── TEXTE PROPOSÉ

2) LES REACTIONS
Lors de la communication de la Commission européenne sur l'avenir de la PAC, les députés du Parlement européen n'ont pas manqué cette occasion de mettre en avant leurs points de vue.
Citons d'abord l'allemand Albert Deß (du Parti populaire européen, PPE), qui était également le rapporteur du Parlement européen lors du rapport sur la PAC à l'horizon de 2020, voté le 31 mai 2011. Le communiqué de Monsieur Deß, publié suite à la présentation de la Commission, promet que "le Parlement européen luttera pour une politique agricole européenne qui soit forte et moins bureaucratique". Ainsi, il souhaite que les agriculteurs "puissent passer plus de temps auprès de leurs champs et leurs animaux et non derrière leurs bureaux". Afin d'être plus écologiques, plus performantes et plus justes, les aides agricoles devraient être maintenues et mieux distribuées, toujours dans le système des deux piliers. Albert Deß exclut toutefois le recours excessif aux jachères, qui ne serait pas, selon lui, en phase avec l'augmentation de la demande mondiale des produits agricoles.
Deçu de ces propositions, le portugais Luis Manuel Capoulas Santos (Socialistes et Démocrates, S&D) a déclaré : "La proposition de la Commission est bien de loin mais loin d'être bien". Pour lui, celle-ci n'est pas à la hauteur de ce que la commission parlementaire chargée de l'agriculture avait proposé - notamment en matière du verdissement, la réduction de la bureaucratie et la régulation du marché. En effet, Monsieur Capoulas Santos est très actif dans cette commission parlementaire, où il a, entre autres, accompagné, en tant que rapporteur, l'avis pour le budget agricole 2012. C'est un sujet dont la commission parlementaire des budgets est chargée en première ligne, mais la commission de l'agriculture est toutefois saisie pour avis, pour ce qui concerne le budget agricole. Ainsi, Monsieur Capoulas Santos a souligné qu'il était important de maintenir un budget agricole conséquent, afin de pouvoir répondre aux enjeux actuels. Il a également insisté sur la nécessité de faire plus d'efforts pour faire converger les aides que reçoivent les anciens et les nouveaux Etats-membres - un sujet qu'il avait déjà mis en avant lors des débuts du débat de la réforme.

────
── CONTENU DES DONNÉES

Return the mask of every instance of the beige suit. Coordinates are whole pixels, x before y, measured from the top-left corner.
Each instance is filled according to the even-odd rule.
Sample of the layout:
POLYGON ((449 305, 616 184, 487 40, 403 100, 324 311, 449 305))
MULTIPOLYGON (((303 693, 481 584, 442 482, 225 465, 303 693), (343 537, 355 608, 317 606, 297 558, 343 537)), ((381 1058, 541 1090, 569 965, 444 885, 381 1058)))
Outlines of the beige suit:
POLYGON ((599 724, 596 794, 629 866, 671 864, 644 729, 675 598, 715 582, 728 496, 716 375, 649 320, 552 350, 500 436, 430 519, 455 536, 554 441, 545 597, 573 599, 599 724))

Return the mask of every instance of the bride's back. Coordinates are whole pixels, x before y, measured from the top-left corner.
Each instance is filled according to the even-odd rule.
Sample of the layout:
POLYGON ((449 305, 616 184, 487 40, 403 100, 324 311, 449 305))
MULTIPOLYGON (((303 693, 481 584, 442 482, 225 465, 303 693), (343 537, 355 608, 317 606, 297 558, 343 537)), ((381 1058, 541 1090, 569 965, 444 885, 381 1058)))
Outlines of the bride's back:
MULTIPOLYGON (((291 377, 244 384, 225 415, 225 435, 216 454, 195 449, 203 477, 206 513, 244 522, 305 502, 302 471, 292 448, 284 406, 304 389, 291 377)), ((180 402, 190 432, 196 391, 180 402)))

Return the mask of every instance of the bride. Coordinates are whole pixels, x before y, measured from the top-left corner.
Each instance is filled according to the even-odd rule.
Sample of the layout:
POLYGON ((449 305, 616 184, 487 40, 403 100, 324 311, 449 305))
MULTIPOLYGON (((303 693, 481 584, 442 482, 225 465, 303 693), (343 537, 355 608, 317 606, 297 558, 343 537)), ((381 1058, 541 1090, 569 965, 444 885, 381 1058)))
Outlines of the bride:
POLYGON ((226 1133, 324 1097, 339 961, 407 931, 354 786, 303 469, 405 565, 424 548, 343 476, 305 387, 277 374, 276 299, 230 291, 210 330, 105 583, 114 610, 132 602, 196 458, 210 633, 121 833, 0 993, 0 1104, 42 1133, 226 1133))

────

• [ACTIVITÉS PROPOSÉES]:
• A. Répondez à ces questions sur le texte consacré aux réactions à l'avenir de la PAC :
(i) À quelle date a été voté le rapport sur la PAC à l'horizon de 2020 dont Albert Deß était le rapporteur ?
(ii) Selon Albert Deß, avec quoi le recours excessif aux jachères ne serait-il pas en phase ?
(iii) Pour quel budget Luis Manuel Capoulas Santos a-t-il accompagné l'avis en tant que rapporteur ?
• B. Écrivez la suite du texte consacré aux réactions à l'avenir de la PAC, en reprenant juste après sa dernière phrase.

• [VOS RÉPONSES]:
• A.
(i) Le 31 mai 2011.
(ii) Avec l'augmentation de la demande mondiale des produits agricoles.
(iii) Le budget agricole 2012.

• B.
Pour l'écossais George Lyon (Alliance des démocrates et des libéraux pour l'Europe, ALDE), "les propositions pour la PAC passent à côté des vrais enjeux". Malgré un certain nombre de points positifs, il fait valoir de lourdes critiques, concernant entre autres le verdissement qui ne serait pas opérationnel (mais plutôt un frein à la compétitivité) et l'obligation de laisser inexploité 7% des terres. Ceci dit, Monsieur Lyon note que plusieurs améliorations ont été apportées pour les agriculteurs écossais. Très impliqué dans le débat sur la PAC, George Lyon a figuré, en 2010, comme rapporteur parlementaire du rapport sur l'avenir de la PAC après 2013, et il a contribué à plusieurs reprises au débat public.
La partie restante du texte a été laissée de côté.